The tradecraft has grown and evolved alongside the Symposium, said Clapper, who shared with the audience what he considers some of GEOINT’s most significant milestones, such as its response to Hurricane Katrina in 2005.

“Our response to Katrina [was] … a watershed moment for the IC and for NGA,” said the DNI, and recalled how NGA assisted the U.S. Coast Guard with situational awareness in the aftermath of the hurricane, as well as subsequent disasters, such as the BP oil spill in the Gulf of Mexico. “NGA made a tangible difference in the daily lives of Americans in that region.”

When considered alongside its increased transparency, the IC’s contributions during events such as Katrina—as well as more recent disasters like the earthquakes in Nepal, and even major events such as the Olympics and the Super Bowl—have proven that it is “worthy of America’s trust,” according to Clapper.

“In our increasingly transparent world of intelligence work, GEOINT has a distinct advantage [because] it is the most naturally transparent of all the intelligence disciplines,” said Clapper. He also noted the contributions of industry—but with a note of caution regarding competition.

──────

* DIRECTIONS FOR THIS TASK
Please pick up the report on Clapper's GEOINT Symposium remarks after its last sentence and carry it forward.

* EXCERPTED DATA
──────

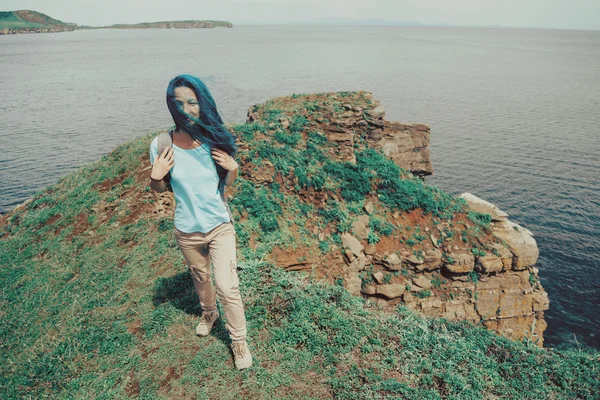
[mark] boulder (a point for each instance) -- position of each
(422, 281)
(489, 263)
(391, 291)
(463, 262)
(482, 206)
(352, 243)
(360, 227)
(521, 243)
(393, 262)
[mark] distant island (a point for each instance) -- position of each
(28, 21)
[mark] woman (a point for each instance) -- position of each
(204, 228)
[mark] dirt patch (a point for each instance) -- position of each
(133, 385)
(80, 225)
(109, 184)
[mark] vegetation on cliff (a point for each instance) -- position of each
(96, 299)
(27, 20)
(175, 24)
(24, 21)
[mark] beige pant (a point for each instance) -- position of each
(218, 245)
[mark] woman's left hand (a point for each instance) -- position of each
(224, 159)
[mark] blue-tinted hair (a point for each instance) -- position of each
(209, 128)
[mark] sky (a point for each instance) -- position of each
(559, 14)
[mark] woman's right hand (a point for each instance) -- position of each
(162, 164)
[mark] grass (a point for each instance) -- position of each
(96, 302)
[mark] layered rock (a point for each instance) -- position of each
(500, 290)
(406, 144)
(486, 278)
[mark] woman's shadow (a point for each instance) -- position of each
(180, 292)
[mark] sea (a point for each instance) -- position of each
(514, 116)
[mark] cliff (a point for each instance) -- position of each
(440, 256)
(97, 300)
(174, 25)
(27, 21)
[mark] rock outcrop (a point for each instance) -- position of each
(505, 294)
(443, 273)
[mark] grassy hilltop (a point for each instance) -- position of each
(97, 302)
(22, 20)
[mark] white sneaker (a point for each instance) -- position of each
(241, 354)
(207, 320)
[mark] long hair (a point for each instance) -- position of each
(209, 128)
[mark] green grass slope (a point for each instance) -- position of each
(27, 19)
(97, 303)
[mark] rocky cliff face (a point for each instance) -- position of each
(434, 266)
(472, 264)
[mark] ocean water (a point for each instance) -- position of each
(514, 116)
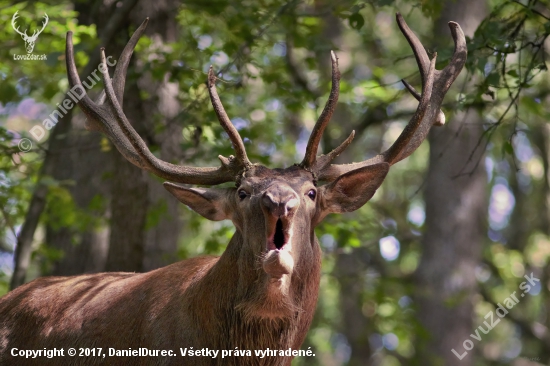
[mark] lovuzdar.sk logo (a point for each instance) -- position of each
(30, 41)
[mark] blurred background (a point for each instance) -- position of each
(412, 278)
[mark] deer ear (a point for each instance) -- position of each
(210, 203)
(353, 189)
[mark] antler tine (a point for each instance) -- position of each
(110, 119)
(395, 152)
(91, 109)
(434, 86)
(225, 122)
(324, 118)
(119, 77)
(324, 160)
(420, 54)
(440, 121)
(13, 24)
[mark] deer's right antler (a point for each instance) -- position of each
(110, 119)
(16, 27)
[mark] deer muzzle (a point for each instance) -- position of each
(279, 203)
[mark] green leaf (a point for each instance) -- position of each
(356, 21)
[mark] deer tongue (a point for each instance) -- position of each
(277, 263)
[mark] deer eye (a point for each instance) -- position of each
(242, 194)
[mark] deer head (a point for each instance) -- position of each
(274, 210)
(29, 40)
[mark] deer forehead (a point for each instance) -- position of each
(259, 178)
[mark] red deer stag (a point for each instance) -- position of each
(261, 293)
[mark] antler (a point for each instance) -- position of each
(13, 24)
(110, 119)
(435, 83)
(44, 23)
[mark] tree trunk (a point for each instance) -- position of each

──────

* RESPONSE
“Commercial imagery is increasingly important to what we do … Because it’s unclassified we can broadly share commercial imagery” he said. “ … [But] I don’t want to see commercial imagery, with NGA as its champion, competing with our NTM (national technical means) capabilities, with the NRO (National Reconnaissance Office) as their champion. NRO is responsible for developing our NTM architecture and needs to play a leading, responsible role in designing the future of GEOINT architectures that are truly an integration of the NTM systems that we must build and the commercial systems that we must leverage.”

Integration within the IC is not only important, Clapper said, but also possible, as evidenced by the progress of the Intelligence Community Information Technology Enterprise, including NGA’s push to develop a GEOINT services platform as part of it. “It’s taken us a couple years or so to lay the foundation, but over the last year we’ve been in adoption mode,” he said.

Concluded Clapper, echoing the president’s message one last time: “I couldn’t be prouder of our Intelligence Community and most especially of the Geospatial Intelligence Community. So thank you—all of you—for your service, and for what you accomplish for our nation every day.”

Q&A With the DNI

During a Q&A session following his keynote, Clapper answered some of the audience members’ most pressing questions. Here are some highlights from his remarks:

On responding to cyber attacks like the recent data breach at the U.S. Office of Personnel Management (OPM):

“Until such time as we create both the substance and psychology of deterrence, this is going to go on. So what we must do in the meantime is pay more attention to defense.”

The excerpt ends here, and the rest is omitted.